§ **GIVEN PROBLEM A**:
Report how many lines of the rows contain the string "logo", and give only that number.

Updated 1500 Tuesday 14 January
Once again, ADM’s annual Top 20 SMEs has some staggering headline figures and surprises for the Defence community.
To clarify, rankings are based purely on turnover earned during the calendar year of 2019 in Australia and/or NZ. To qualify as an SME, ADM relies on the definition used by the Australian Bureau of Statistics; a business must have 200 or less full-time equivalent staff members. An ANZ SME must meet that mark plus be owned and operated in Australia/NZ, independent of a foreign-owned parent company.
It’s worth pointing out here that the entire turnover for the Top 20 is $912 million; Top 40’s Top 5 turnover alone is $4.82 billion.
As always, there is much volatility in the Top 20 SMEs. St Hilliers nudged up to the top spot this year, taking out the ANZ SME crown as well as rank 20 in the wider list.
“A challenge for all growing businesses is to never lose sight of what has brought the opportunities in the first place,” St Hilliers’ General Manager Brant Wood said to ADM. “At St Hilliers we recognise, even while growing, we need to maintain our personable and tailored approach to service our valued clients along the entire project.
“St Hilliers are continuing to gain knowledge around the best methods of submission, delivery and handover within the Defence framework. St Hilliers aim to utilise the valuable lessons we have learnt through our current and past projects to further enhance our offering to Defence.”
Of the responses this year, 19 companies qualified as ANZ SMEs (see Table 3).
“The Government’s Defence Industry Policy setting has provided the right environment for Australian companies like NIOA to invest with confidence and pursue export opportunities,” NIOA’s CEO Robert Nioa said to ADM. “Over the coming 12-months NIOA will commence construction of the artillery shell forging plant at Maryborough under our Joint Venture with Rheinmetall Waffe Munitions, expand operations at Benalla under a direct tenancy with the Commonwealth, open an office in Melbourne, deliver warshot and training munitions for the Land 400 Phase 2 Boxer family of vehicles and 81mm mortar, and continue to deliver against a series of small arms contracts for our Defence and Law Enforcement clients in Australia and NZ. NIOA has been shortlisted for the Land 159 Lethality Systems Project, so we will commence 2020 responding to a restricted tender with our strategic partners.”
There has been much rumbling from the SME community this year when it comes to access into Defence’s mega programs like the various phases of Land 400 (Rheinmetall Defence Australia for Phase 2 and Phase 3 will be undertaking a risk mitigation activity this year between Rheinmetall and Hanwha), Future Frigates (Hunter class from BAE Systems) and Future Submarine (Attack class from Naval Group) – see P92 for more on this. There have also been complaints around the balance of work on the consultancy front, with work being split between the Major Service Providers (MSPs) and the Defence Support Services (DSS), arguably in favour of the four MSP teams. As with any rebalancing of spending priorities and practices, there is a settling in period while the system realigns.
“Whilst opinion varies as to the trend for SME engagement in Defence, during 2019 it has been encouraging for SME Gateway to note that membership of our community continues to grow,” Stuart Althaus, CEO at SME Gateway, said to ADM.
“We take this to be a firm and positive indicator that SMEs remain keen to be active in Australian Defence programs, and want to operate in an environment that acknowledges their credibility, credentials and value as a Fundamental Input to Capability and a national asset.”

§ **SUPPLIED DATA**:
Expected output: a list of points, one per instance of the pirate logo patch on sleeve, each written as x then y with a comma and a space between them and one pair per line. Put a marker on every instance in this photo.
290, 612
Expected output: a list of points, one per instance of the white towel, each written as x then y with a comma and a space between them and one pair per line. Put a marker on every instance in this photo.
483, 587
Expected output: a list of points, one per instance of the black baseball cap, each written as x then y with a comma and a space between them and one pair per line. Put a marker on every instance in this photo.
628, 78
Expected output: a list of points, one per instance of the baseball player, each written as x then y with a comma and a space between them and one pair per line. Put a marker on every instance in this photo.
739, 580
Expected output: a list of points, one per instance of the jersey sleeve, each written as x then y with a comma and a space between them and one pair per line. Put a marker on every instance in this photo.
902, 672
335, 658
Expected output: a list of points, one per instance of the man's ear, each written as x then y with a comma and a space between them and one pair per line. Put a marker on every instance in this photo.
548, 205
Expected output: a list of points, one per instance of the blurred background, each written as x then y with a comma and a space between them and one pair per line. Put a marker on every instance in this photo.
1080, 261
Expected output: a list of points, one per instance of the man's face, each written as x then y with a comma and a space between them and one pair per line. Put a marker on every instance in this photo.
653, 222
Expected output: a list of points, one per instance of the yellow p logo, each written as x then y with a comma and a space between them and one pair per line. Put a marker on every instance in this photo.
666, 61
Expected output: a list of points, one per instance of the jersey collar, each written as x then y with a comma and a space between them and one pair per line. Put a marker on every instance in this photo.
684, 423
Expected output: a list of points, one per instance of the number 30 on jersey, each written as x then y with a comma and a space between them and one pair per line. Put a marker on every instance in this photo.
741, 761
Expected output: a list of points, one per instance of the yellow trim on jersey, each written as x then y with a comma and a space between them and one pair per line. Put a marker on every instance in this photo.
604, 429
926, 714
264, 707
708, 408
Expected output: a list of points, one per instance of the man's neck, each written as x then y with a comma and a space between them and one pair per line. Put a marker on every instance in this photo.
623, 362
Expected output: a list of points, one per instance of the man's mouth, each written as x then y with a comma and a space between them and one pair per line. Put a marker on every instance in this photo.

==

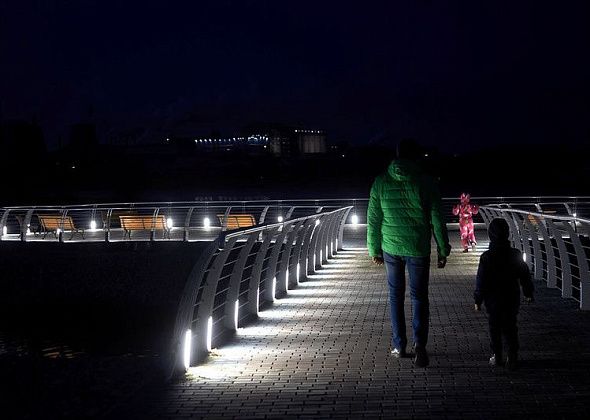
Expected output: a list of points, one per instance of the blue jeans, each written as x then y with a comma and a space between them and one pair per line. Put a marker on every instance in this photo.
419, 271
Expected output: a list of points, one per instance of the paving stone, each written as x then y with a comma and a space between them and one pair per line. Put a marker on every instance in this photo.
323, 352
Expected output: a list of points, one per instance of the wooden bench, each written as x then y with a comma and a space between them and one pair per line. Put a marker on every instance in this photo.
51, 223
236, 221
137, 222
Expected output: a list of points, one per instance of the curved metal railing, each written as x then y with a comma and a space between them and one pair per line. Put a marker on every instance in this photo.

---

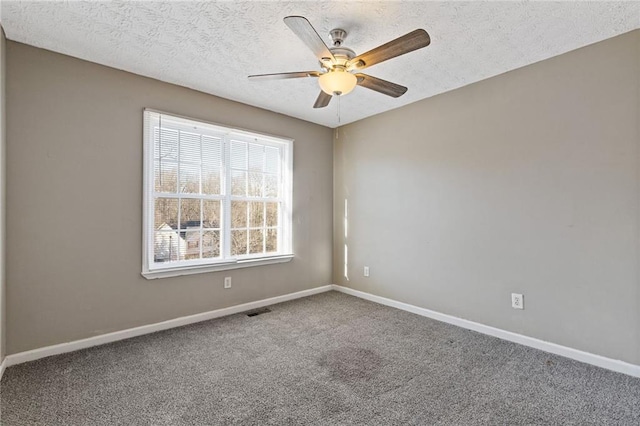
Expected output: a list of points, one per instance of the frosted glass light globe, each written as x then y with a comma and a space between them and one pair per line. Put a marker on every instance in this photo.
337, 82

§ **GIVEN PROBLEM B**:
Rewrite the passage of the Top 20 SMEs article from "Updated 1500 Tuesday" to "foreign-owned parent company.", putting "striking" in place of "staggering".

§ **COMPLETE ANSWER A**:
2

§ **COMPLETE ANSWER B**:
Updated 1500 Tuesday 14 January
Once again, ADM’s annual Top 20 SMEs has some striking headline figures and surprises for the Defence community.
To clarify, rankings are based purely on turnover earned during the calendar year of 2019 in Australia and/or NZ. To qualify as an SME, ADM relies on the definition used by the Australian Bureau of Statistics; a business must have 200 or less full-time equivalent staff members. An ANZ SME must meet that mark plus be owned and operated in Australia/NZ, independent of a foreign-owned parent company.